- [Document passage]:
Skip to main content
University of California Press

In the Shadow of the Seawall

Coastal Injustice and the Dilemma of Placekeeping

by Summer Gray (Author)
Price: $29.95 / £25.00
Publication Date: Aug 2023
Edition: 1st Edition
Title Details:
Rights: World
Pages: 236
ISBN: 9780520392755
Trim Size: 6 x 9
Illustrations: 1 b/w figure, 3 maps

About the Book

In the Shadow of the Seawall journeys to the low-lying lands of Guyana and the Maldives to grapple with the existential dilemma of seawalls alongside struggles to resist displacement. With the gathering momentum of ocean instability wrought by centuries of injustice, seawalls have become objects of conflict and negotiation, around which human struggles for power and resistance collide. Through stories of colonial ruination and green seawalls, the concept of placekeeping emerges—a justice-oriented framework for addressing adaptation and the global dangers of coastal disruption at the front lines of climate change. Drawing on ethnographic observation and interviews, Gray shows how seawalls are entrenched in relationships of power and entangled in processes of making and keeping place.
 

About the Author

Summer Gray is Assistant Professor of Environmental Studies at the University of California, Santa Barbara.

- [Stored data]:
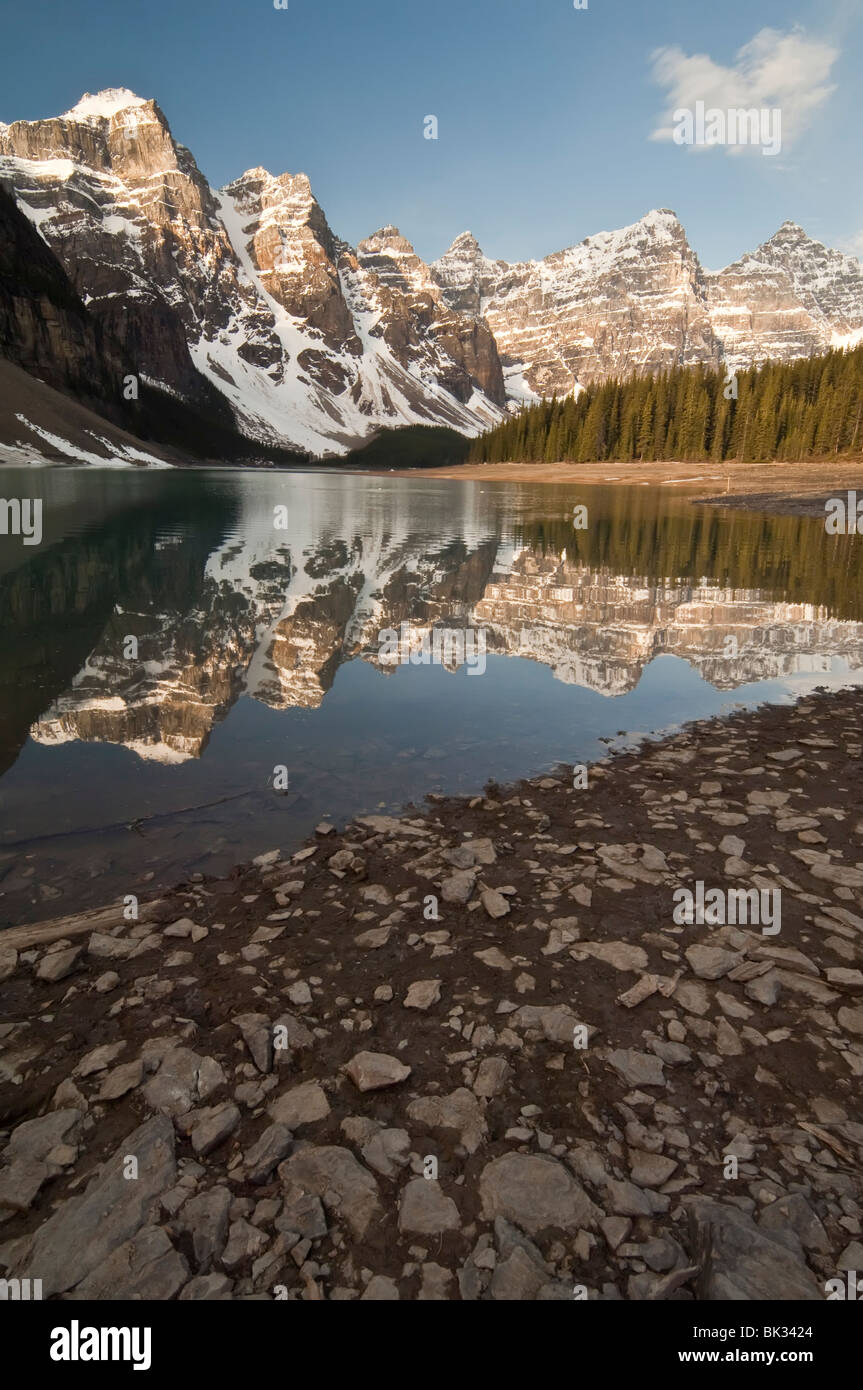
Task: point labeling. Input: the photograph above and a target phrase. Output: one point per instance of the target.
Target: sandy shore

- [Set of tasks]:
1) Answer these questions using the book page for In the Shadow of the Seawall:
(a) Which two places does the book travel to?
(b) How many pages does the book have?
(c) At which university is Summer Gray an Assistant Professor?
2) In the seawall book page, rewrite the part that opens with the words containing "In the Shadow of the Seawall journeys" and closes with "and keeping place.", swapping "ethnographic observation" for "field observation".
3) Put this sentence from the seawall book page into Spanish: "Drawing on ethnographic observation and interviews, Gray shows how seawalls are entrenched in relationships of power and entangled in processes of making and keeping place."

- [Solution list]:
1)
(a) Guyana and the Maldives
(b) 236
(c) The University of California, Santa Barbara

2)
In the Shadow of the Seawall journeys to the low-lying lands of Guyana and the Maldives to grapple with the existential dilemma of seawalls alongside struggles to resist displacement. With the gathering momentum of ocean instability wrought by centuries of injustice, seawalls have become objects of conflict and negotiation, around which human struggles for power and resistance collide. Through stories of colonial ruination and green seawalls, the concept of placekeeping emerges—a justice-oriented framework for addressing adaptation and the global dangers of coastal disruption at the front lines of climate change. Drawing on field observation and interviews, Gray shows how seawalls are entrenched in relationships of power and entangled in processes of making and keeping place.

3) Basándose en la observación etnográfica y en entrevistas, Gray muestra cómo los muros de contención marinos están arraigados en relaciones de poder y enredados en procesos de creación y conservación del lugar.